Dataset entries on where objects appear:
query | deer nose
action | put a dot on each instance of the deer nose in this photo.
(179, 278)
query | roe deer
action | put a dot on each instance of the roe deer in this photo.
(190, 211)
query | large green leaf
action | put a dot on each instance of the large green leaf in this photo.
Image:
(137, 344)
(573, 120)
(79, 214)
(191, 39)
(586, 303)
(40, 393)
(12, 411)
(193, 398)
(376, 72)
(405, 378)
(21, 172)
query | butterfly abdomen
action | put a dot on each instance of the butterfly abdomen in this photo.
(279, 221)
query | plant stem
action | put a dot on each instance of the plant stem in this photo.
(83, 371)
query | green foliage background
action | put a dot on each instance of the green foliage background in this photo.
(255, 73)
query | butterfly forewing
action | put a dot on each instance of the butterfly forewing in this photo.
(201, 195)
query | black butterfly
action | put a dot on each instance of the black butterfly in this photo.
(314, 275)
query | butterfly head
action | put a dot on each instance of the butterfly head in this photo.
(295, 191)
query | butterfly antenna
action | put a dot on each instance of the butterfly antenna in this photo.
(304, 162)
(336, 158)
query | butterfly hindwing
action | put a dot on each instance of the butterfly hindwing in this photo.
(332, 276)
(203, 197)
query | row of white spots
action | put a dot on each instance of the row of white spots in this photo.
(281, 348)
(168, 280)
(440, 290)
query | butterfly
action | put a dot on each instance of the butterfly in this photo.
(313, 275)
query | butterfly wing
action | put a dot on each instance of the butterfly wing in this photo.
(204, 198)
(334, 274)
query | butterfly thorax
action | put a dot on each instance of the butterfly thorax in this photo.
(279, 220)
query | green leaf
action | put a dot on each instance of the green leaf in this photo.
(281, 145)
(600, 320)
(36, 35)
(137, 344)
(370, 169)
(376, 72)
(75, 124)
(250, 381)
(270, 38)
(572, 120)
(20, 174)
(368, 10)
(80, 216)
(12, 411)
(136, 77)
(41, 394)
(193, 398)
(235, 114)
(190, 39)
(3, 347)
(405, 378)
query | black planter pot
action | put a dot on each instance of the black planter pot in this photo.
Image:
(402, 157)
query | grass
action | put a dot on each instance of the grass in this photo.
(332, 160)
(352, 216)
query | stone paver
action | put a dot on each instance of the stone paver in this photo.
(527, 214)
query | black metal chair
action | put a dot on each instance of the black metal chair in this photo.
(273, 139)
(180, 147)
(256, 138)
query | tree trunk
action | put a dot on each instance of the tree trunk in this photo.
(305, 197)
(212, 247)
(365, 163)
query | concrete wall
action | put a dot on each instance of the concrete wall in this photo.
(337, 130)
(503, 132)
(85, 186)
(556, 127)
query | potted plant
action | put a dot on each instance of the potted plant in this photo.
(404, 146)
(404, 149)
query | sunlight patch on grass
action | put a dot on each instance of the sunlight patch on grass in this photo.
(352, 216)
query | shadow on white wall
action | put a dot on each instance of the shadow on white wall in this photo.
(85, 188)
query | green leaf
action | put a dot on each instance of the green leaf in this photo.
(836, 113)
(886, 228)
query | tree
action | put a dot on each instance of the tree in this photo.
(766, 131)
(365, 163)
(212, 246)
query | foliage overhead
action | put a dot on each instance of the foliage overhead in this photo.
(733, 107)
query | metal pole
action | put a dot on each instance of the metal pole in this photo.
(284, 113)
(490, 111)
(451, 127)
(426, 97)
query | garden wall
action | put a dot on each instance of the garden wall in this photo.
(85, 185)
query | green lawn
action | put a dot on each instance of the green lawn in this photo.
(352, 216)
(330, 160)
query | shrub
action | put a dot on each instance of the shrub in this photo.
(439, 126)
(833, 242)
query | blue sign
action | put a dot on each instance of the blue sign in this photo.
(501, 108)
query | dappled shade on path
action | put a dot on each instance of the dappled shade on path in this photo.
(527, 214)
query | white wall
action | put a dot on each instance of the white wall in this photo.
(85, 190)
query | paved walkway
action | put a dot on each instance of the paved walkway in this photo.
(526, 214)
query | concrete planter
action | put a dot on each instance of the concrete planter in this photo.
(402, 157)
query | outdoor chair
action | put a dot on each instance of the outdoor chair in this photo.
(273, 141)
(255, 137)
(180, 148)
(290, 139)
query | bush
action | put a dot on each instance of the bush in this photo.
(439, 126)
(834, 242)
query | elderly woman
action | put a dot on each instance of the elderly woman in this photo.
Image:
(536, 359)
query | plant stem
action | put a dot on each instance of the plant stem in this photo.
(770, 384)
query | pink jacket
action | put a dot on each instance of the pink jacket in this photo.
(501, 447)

### SHORT EXERCISE
Rewrite the entries as a two-column CSV headed text and answer, with one row per entry and each field in quotation marks with line breaks turned into spaces. Begin at the line that contains "query | bush" and go through the end of the entries.

### THE SOLUTION
text,answer
"query | bush action | put a dot on each instance of the bush in this photo.","(439, 126) (834, 242)"
"query | elderly woman action | put a dot on each instance of the elderly woman in this photo. Image:","(536, 359)"
"query | plant stem action | put a dot on each instance of the plant stem in this photo.","(770, 384)"
"query | pink jacket action | put a dot on each instance of the pink jacket in this photo.","(501, 447)"